Task to complete:
Rewrite every one of the following lines, changing each "label file" to "annotation list" and leaving everything else as it is. Do not include the pictures in your answer.

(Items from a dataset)
================

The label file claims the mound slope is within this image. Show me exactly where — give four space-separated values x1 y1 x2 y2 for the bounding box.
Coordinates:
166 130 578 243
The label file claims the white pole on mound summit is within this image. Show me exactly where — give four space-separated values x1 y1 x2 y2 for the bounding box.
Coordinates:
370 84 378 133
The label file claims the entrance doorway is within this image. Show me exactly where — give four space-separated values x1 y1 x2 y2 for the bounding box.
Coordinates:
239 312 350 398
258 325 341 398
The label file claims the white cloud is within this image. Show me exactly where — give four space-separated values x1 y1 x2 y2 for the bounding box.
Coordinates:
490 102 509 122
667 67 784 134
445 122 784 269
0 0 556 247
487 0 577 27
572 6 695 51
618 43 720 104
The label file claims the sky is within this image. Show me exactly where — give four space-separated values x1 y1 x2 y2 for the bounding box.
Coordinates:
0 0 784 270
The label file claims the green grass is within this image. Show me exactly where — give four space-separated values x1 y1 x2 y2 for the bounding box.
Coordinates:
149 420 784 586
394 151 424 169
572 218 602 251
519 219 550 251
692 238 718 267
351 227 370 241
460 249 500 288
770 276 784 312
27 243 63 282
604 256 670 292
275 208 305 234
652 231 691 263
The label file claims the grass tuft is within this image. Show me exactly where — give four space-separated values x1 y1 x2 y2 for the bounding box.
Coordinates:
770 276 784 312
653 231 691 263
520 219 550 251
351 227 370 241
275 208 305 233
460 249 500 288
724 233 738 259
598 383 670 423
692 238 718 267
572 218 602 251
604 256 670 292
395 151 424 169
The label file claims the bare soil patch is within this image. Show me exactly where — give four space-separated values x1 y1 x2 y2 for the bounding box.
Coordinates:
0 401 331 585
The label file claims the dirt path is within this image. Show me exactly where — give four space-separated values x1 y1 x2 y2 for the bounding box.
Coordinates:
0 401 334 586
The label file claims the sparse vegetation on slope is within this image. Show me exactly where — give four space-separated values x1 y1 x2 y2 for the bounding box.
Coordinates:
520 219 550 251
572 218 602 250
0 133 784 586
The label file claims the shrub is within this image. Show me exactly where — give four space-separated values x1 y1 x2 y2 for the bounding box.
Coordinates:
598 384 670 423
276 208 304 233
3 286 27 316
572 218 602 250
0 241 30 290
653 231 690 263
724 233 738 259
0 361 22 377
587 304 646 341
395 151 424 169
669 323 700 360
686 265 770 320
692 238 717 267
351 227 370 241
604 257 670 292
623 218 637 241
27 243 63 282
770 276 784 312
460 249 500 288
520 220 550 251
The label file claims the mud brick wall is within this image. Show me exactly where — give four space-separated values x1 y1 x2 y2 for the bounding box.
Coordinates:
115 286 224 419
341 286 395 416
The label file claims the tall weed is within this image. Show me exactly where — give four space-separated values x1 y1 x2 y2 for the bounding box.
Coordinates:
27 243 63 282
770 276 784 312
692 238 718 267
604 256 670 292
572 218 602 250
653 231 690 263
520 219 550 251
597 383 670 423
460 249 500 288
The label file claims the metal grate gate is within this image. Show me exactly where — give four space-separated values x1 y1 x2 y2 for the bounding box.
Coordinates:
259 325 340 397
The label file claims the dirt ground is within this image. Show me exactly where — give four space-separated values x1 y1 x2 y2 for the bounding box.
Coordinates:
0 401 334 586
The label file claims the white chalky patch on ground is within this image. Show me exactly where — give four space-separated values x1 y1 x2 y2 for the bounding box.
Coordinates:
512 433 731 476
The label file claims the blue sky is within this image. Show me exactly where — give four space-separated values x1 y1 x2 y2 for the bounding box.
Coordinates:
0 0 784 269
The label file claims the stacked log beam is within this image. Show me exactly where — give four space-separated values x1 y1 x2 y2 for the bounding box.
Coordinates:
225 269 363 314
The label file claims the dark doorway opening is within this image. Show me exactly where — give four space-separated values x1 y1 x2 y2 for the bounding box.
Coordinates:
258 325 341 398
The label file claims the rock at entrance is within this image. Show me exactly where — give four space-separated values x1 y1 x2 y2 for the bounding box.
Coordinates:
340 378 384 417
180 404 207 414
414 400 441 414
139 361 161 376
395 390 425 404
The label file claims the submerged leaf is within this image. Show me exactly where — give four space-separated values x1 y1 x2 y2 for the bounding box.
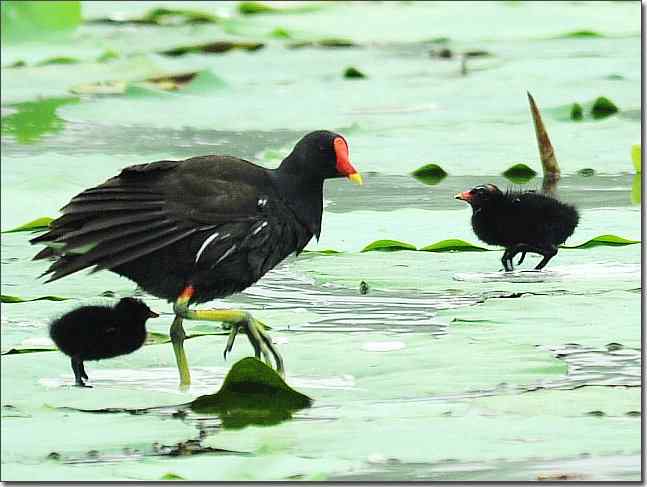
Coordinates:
189 357 312 429
2 216 54 233
420 238 489 252
0 294 71 303
362 240 417 252
411 163 447 186
238 2 321 15
561 235 640 249
503 163 537 184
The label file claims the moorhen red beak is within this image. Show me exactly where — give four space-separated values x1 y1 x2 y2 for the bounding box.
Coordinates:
31 130 362 384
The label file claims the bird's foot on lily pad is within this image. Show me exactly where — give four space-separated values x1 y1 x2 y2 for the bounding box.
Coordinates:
224 313 285 377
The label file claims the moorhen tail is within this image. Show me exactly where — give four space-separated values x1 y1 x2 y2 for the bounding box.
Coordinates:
455 184 580 271
49 298 159 387
31 130 362 384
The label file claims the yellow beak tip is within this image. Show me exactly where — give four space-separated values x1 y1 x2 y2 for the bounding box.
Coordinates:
348 172 364 186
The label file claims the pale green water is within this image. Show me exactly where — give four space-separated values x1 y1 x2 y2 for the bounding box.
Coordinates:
1 2 641 480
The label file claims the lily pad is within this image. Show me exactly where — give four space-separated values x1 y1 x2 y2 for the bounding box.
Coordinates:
411 163 447 186
362 239 417 252
2 97 79 144
2 216 54 233
0 1 81 42
420 238 489 252
189 357 312 429
503 163 537 184
562 235 640 249
0 294 71 303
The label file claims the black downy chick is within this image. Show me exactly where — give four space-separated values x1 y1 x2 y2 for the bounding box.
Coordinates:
49 298 159 387
455 184 580 271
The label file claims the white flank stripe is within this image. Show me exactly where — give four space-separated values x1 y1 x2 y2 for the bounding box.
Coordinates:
195 232 220 264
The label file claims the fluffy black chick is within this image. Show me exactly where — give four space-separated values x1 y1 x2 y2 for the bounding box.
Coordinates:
455 184 580 271
49 298 159 387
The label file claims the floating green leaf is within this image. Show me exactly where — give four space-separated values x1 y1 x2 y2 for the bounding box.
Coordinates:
0 294 71 303
1 97 79 144
2 216 54 233
344 66 366 79
631 144 642 174
0 0 81 42
160 472 186 480
238 2 320 15
411 163 447 186
420 238 489 252
189 357 312 429
362 240 417 252
160 41 265 57
562 235 640 249
503 163 537 184
591 96 618 120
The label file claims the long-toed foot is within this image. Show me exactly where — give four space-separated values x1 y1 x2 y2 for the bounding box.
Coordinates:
171 286 285 384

================

Task answer:
The annotation list claims the mound slope is within this image. Show me exactly where — give four space-separated values x1 y1 x2 y2 for the bounding box.
Coordinates:
166 130 578 243
The annotation list claims the white pole on mound summit is within this image. Show me exactly where — give four space-separated values x1 y1 x2 y2 for the bounding box.
Coordinates:
370 84 378 133
The annotation list claims the entrance doorway is within this image. Show me exactly where — give four space-separated values x1 y1 x2 y2 for the bounding box.
Coordinates:
239 312 350 398
258 325 341 398
The annotation list claims the white cloud is within this image. Show me exactly where — give four space-separated values x1 y1 x2 y2 for the bounding box.
Coordinates:
490 102 509 122
667 67 784 134
445 122 784 269
0 0 556 247
487 0 577 27
572 6 695 51
618 43 720 104
The annotation list claims the sky is within this image. Show me exactly where — give four space-separated values x1 y1 x2 y2 for the bounding box.
Coordinates:
0 0 784 270
The annotation list claims the green grass is within this image. Show me exactly where — give four space-separated values x1 y1 x2 y2 for the bounding box.
Coordinates:
149 420 784 586
394 151 424 169
572 218 602 251
519 219 550 251
692 238 718 267
351 227 370 241
460 249 500 288
770 276 784 312
27 243 63 282
604 256 670 292
275 208 305 234
652 231 691 263
The annotation list claims the grass tuft is within this image. Show me exactly where — give four space-separated values x1 y1 x2 y2 for the bounding box.
Coordinates:
770 276 784 312
653 231 691 263
520 219 550 251
351 227 370 241
275 208 305 233
460 249 500 288
724 233 738 259
598 383 670 423
692 238 718 267
572 218 602 251
604 256 670 292
395 151 424 169
The annotation list claims the bare soil patch is within this image. Show me exactly where — give four space-separated values x1 y1 x2 y2 for the bounding box.
Coordinates:
0 401 331 585
The annotation list claims the dirt path is within this image. Show me exactly where — give four space-separated values x1 y1 x2 y2 for the bounding box.
Coordinates:
0 401 334 586
The annotation list claims the sparse vegetation on slope is within this image. Show me exactly where — give four space-separated values x1 y1 x2 y2 for the bounding box.
Coordinates:
520 219 550 251
572 218 602 250
0 133 784 586
The annotation list claims the shrub is within this image. Show me exactly where — give four space-separated values x1 y1 x2 y2 for the bounding box.
Coordinates:
598 384 670 423
276 208 304 233
3 286 27 316
572 218 602 250
0 241 30 290
653 231 690 263
724 233 738 259
0 361 22 377
587 304 646 341
395 151 424 169
669 323 700 360
686 265 770 320
692 238 717 267
351 227 370 241
604 257 670 292
623 218 637 241
27 243 63 282
770 276 784 312
460 249 500 288
520 220 550 251
The annotation list claims the mud brick wall is within this image. Show me exactly where — give four space-separated values x1 y1 x2 y2 for the bounding box.
Coordinates:
115 286 224 419
341 286 395 416
The annotation list claims the tall weed is within this image. Show me exactly where — give four space-separated values x1 y1 x2 y2 for the bounding box.
Coordinates:
27 243 63 282
770 276 784 312
692 238 718 267
604 256 670 292
572 218 602 250
653 231 690 263
520 219 550 251
597 383 670 423
460 249 500 288
The annotation list claims the metal grate gate is within this image. Show me exactly where — give four space-separated values x1 y1 x2 y2 for the bounding box.
Coordinates:
259 325 340 397
The annotation list claims the dirt ground is within this image. Show me exactly where — give four space-separated values x1 y1 x2 y2 for the bounding box.
Coordinates:
0 401 334 586
The annotation list claims the white chalky patch on ground is within this image. Show me exactly where — give four space-separated values x1 y1 x2 y2 for the bounding box.
Coordinates:
512 433 731 476
The annotation list claims the blue sky is within this image. Show me exactly where — give four space-separated values x1 y1 x2 y2 for the bounding box.
Coordinates:
0 0 784 269
The annotation list claims the stacked log beam is within this image. Show me exactly where — give four space-separated values x1 y1 x2 y2 for the bounding box.
Coordinates:
225 269 363 314
The annotation list claims the dark doorway opening is within this image. Show me exactly where — give four space-separated values x1 y1 x2 y2 for the bounding box.
Coordinates:
258 325 341 398
The annotation list claims the rock at entrance is within this image. Show me exactly where — give four space-separated values x1 y1 x2 y2 for the bounding box.
Coordinates:
340 378 384 417
180 404 207 414
414 400 441 414
139 361 161 376
395 390 425 404
The annotation list claims the submerged leaf is within this image. Show me exactly where — give four space-separated values x1 y1 x2 y2 for the bounding box.
Coordinates:
189 357 312 429
2 216 54 233
420 238 489 252
0 294 71 303
362 240 417 252
411 163 447 186
238 2 321 15
561 235 640 249
503 163 537 184
The annotation list claims the moorhen red beak is within this image. Show me exactly where — give four space-separated values x1 y1 x2 y2 for the bounding box.
Coordinates:
31 130 362 384
The annotation list claims the bird's foot on lily pad is within this image. Show me exactly where — give four space-separated values x1 y1 x2 y2 for the bounding box.
Coordinates:
224 313 285 377
The annotation list claims the moorhen tail is within this image. Show me exactly where — give four space-separated values x1 y1 x2 y2 for the bounding box.
Coordinates:
455 184 580 271
49 298 159 387
31 130 362 384
The annotation list claims the yellow beak tip is within this image. Show me exactly where — give four space-separated values x1 y1 x2 y2 for the bounding box.
Coordinates:
348 172 364 186
The annotation list claims the pale green water is within this image. Show me exactly where — give four space-separated values x1 y1 x2 y2 for the bounding box.
Coordinates:
1 2 641 480
The annotation list claims the lily pad is within this image. Show me exactly where — give four space-separated values x1 y1 x2 y2 for the bounding box.
Coordinates:
411 163 447 186
362 239 417 252
2 97 79 144
2 216 54 233
0 1 81 42
420 238 489 252
189 357 312 429
503 163 537 184
562 235 640 249
0 294 71 303
The annotation list claims the black downy chick is within this image. Show me exactly where — give four space-separated values x1 y1 x2 y2 for the bounding box.
Coordinates:
49 298 159 387
455 184 580 271
The annotation list claims the white flank stripe is within this image. Show me exactly where — give four space-separated values x1 y1 x2 y2 for the bounding box.
Coordinates:
195 232 220 264
The annotation list claims the fluffy black chick is within this image. Show me exactly where — give four space-separated values x1 y1 x2 y2 for the bounding box.
Coordinates:
455 184 580 271
49 298 159 387
The annotation list claims the floating green leaf is within this image. Show me exactly where — give four space-separated values x1 y1 x2 y2 for the bounding box.
Coordinates:
0 294 71 303
1 97 79 144
2 216 54 233
344 66 366 79
631 144 642 174
0 0 81 42
160 472 186 480
238 2 320 15
411 163 447 186
420 238 489 252
189 357 312 429
362 240 417 252
160 41 265 57
562 235 640 249
503 163 537 184
591 96 618 120
The annotation list claims the long-toed foot is within this image. Show me exactly where — give four space-separated values x1 y1 x2 y2 for the bounding box.
Coordinates:
171 286 285 384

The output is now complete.